SET TASK: Quote all of the data below word for word, omitting the pictures.

(Point annotation dataset records)
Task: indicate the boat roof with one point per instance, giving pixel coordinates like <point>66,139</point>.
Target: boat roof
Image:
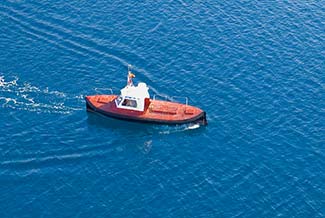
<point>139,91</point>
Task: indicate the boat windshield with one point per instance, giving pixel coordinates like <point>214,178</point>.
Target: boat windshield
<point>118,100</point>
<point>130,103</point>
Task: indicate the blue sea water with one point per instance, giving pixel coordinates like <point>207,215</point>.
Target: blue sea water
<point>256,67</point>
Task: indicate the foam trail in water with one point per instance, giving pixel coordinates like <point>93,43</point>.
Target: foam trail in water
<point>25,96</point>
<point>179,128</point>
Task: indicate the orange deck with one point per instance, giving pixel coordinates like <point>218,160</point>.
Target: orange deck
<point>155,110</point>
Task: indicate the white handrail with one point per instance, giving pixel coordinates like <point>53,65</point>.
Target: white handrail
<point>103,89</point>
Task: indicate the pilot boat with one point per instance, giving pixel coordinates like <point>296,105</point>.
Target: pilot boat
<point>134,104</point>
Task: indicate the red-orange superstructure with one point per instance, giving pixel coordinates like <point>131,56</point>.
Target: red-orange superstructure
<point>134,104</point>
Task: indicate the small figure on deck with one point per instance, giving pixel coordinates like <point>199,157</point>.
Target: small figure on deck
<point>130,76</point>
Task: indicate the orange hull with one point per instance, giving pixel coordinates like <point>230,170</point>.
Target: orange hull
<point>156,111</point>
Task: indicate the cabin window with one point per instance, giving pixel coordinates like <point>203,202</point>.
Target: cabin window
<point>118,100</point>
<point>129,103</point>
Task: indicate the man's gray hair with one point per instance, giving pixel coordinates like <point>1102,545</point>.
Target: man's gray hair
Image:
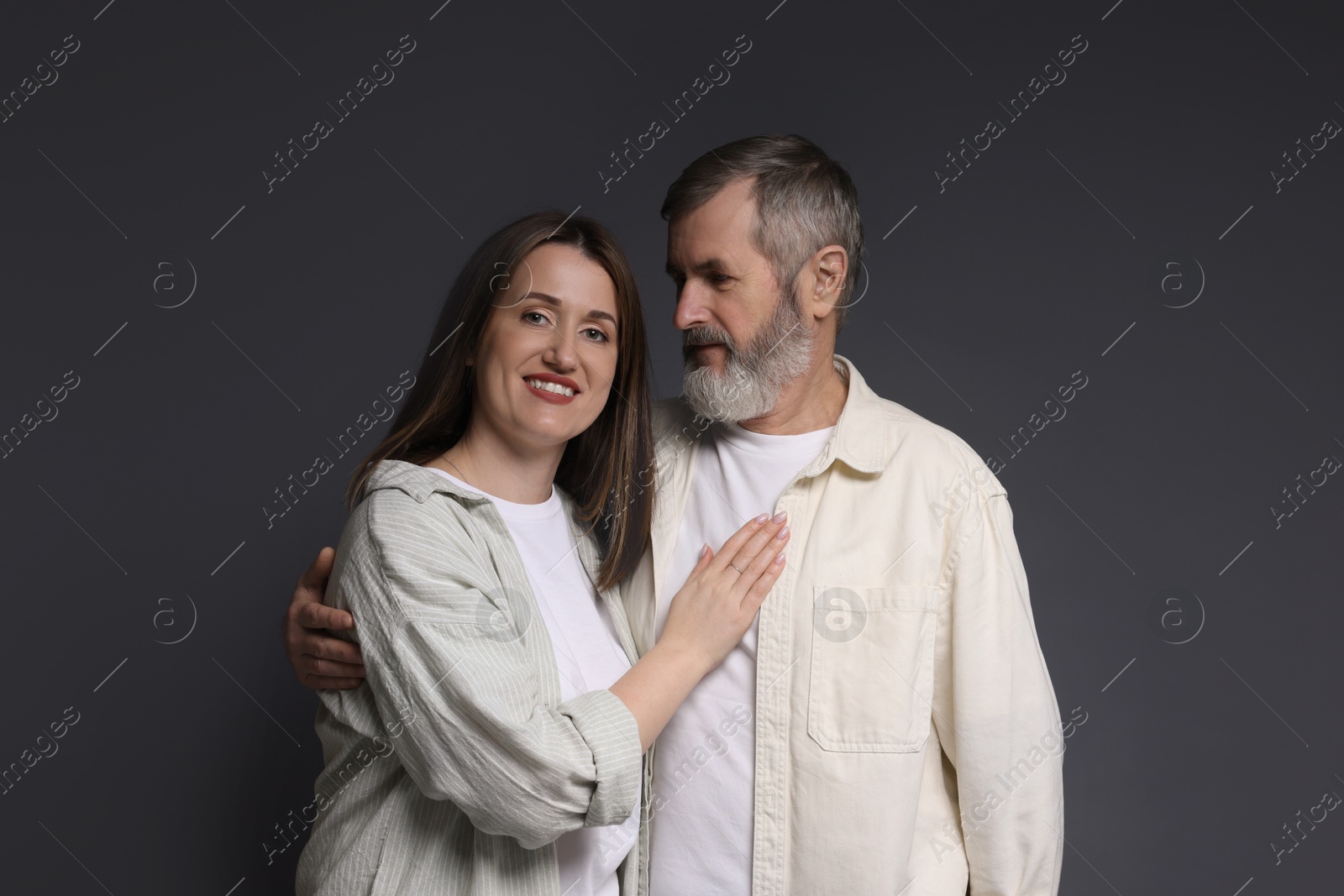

WRITTEN SOLUTION:
Task: indicate the boat roof with one point per instance, giving pixel coordinates like <point>66,139</point>.
Target: boat roof
Image:
<point>139,91</point>
Task: indicate the boat windshield with one point per instance, giving pixel coordinates like <point>214,178</point>.
Target: boat windshield
<point>118,100</point>
<point>130,103</point>
Task: indicate the blue sea water with one point per instance, giving pixel coordinates like <point>207,215</point>.
Target: blue sea water
<point>256,67</point>
Task: indicate the foam trail in water with one point per instance, giving pixel coordinates like <point>93,43</point>.
Target: foam trail in water
<point>25,96</point>
<point>179,128</point>
Task: indicate the orange deck with one point per instance, giving pixel coordinates like <point>218,160</point>.
Target: orange deck
<point>155,110</point>
Task: indicate the white handrail with one point per instance, giving pixel coordinates like <point>53,65</point>.
Target: white handrail
<point>103,89</point>
Task: indicate the pilot boat with one point per instance, giving pixel coordinates like <point>296,105</point>.
Target: pilot boat
<point>134,104</point>
Task: indicate the red-orange superstructure with one point per instance, giving pixel coordinates like <point>131,56</point>.
Target: red-orange superstructure
<point>134,104</point>
Task: indicate the small figure on deck with one point per instance, giving pixel coordinates like <point>199,157</point>.
Target: small figure on deck
<point>130,76</point>
Task: indicate the orange hull with one point per instance, giving pixel coordinates like <point>230,170</point>.
Target: orange hull
<point>156,111</point>
Task: indicate the cabin window with one point per instance, giving pixel coordinates like <point>203,202</point>.
Target: cabin window
<point>118,100</point>
<point>129,103</point>
Task: indicate the man's gray hair with one point per instance, giving pixel coordinates like <point>1102,545</point>.
Target: man's gray hair
Image:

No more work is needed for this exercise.